| Source text |
===

So why has the dambusters raid entered English myth when other, perhaps more decisive battles have been forgotten?
For one because the mission required extraordinary levels of individual bravery. The planes had to fly through continental airspace, still firmly in German hands in May 1943, and had to dip very low during their approach, straight into the flak of the German Luftabwehr which was still a highly effective fighting force at that time. A total of eight machines were lost, nearly half the raid’s entire contingent.
Secondly, the mission was what the English call “cavalier”, breathtaking in its audacity: careful roundheads like Bomber Harris, chief of the RAF Bomber Command, thought the whole idea was nuts, but were overruled by Churchill who was always susceptible to a little bit of derring-do.
But above all, the mission flew in the face of military logic by being predominantly the product of individual effort, of inspiration rather than obedience: it took a task force of eccentric boffins two years to develop a bomb that would skip on the surface of the water so it would not be caught by the German torpedo nets that were protecting the dams. Without them, their ingenuity and their insistence on thinking “out of the box”, the raid could never have happened.
To get to the most famous target of the 1943 dambusters, the Möhnetalsperre (one of the two dams that were breached during the attack), go to Soest by train (a 30-minute-journey from Dortmund in the industrial Ruhrgebiet) and then take the R49 bus (hourly service) to Delecke, the final stop. Now turn right down the road for about 3 km until you see the dam itself and its mighty concrete wall.
This most famous dambusters raid target is a great sight, but the way to get there is, quite frankly, not the greatest hike you will ever do. There is a busy road on your right hand side, and the views of the lake on your left are frequently blocked.

===

| Provided material |

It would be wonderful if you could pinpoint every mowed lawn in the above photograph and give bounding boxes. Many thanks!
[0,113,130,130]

===

| Set task A |
Answer these from the dambusters raid passage:
(i) How many planes were lost during the raid?
(ii) Who overruled Bomber Harris?
(iii) Which bus runs from Soest to Delecke?
| Set task B |
Extend the passage on the dambusters raid, picking up after its final sentence.

| Right answer A |
(i) Eight.
(ii) Churchill.
(iii) The R49.

| Right answer B |
It is perhaps better to get off the bus one stop before Delecke (in a village called Körbecke) and walk from there instead. You still have to do the same last 3 km, but the additional 5 km provide you with better views of the lake …
… and an altogether better hiking experience, not least because, for most of this stretch, you have your own footpath on the left hand side of the road and do not have to walk on the hard shoulder.
Remember, however, that, whatever you do, you have to walk back from the dam to Delecke. Buses from and to the dam circulate only on weekends, and even then, they are infrequent and irregular.
Near the dam, there are several cafés and restaurants, a souvenir shop and a landing pier from where you can take pleasure boat trips around the lake.
You can also walk on the wall to the other side of the lake where a nature reservoir begins almost immediately behind the bridge. If you have the time, you can walk around a bit and explore the area.
Over the years, Lake Möhne with its surrounding forests, beaches and parklands has become a real tourism hotspot in this part of the country. But what do the locals make of the raid?
A German book about the attack with the sober title “War of the Water” is on sale at the souvenir shop, but one does not get the impression that it is the history of the dam which attracts Germans in their thousands to the Möhnetalsperre on a sunny day.
When the “Dambusters” movie was shown in German cinemas, under the title “May 1943 – Die Zerstörung der Talsperren” (“The destruction of the dams”), it was not a great success, but nobody took offence either – the Germans were far too busy rebuilding their country after the war, determined to make it better than it had ever been before: with ruthless efficiency, by the looks of it.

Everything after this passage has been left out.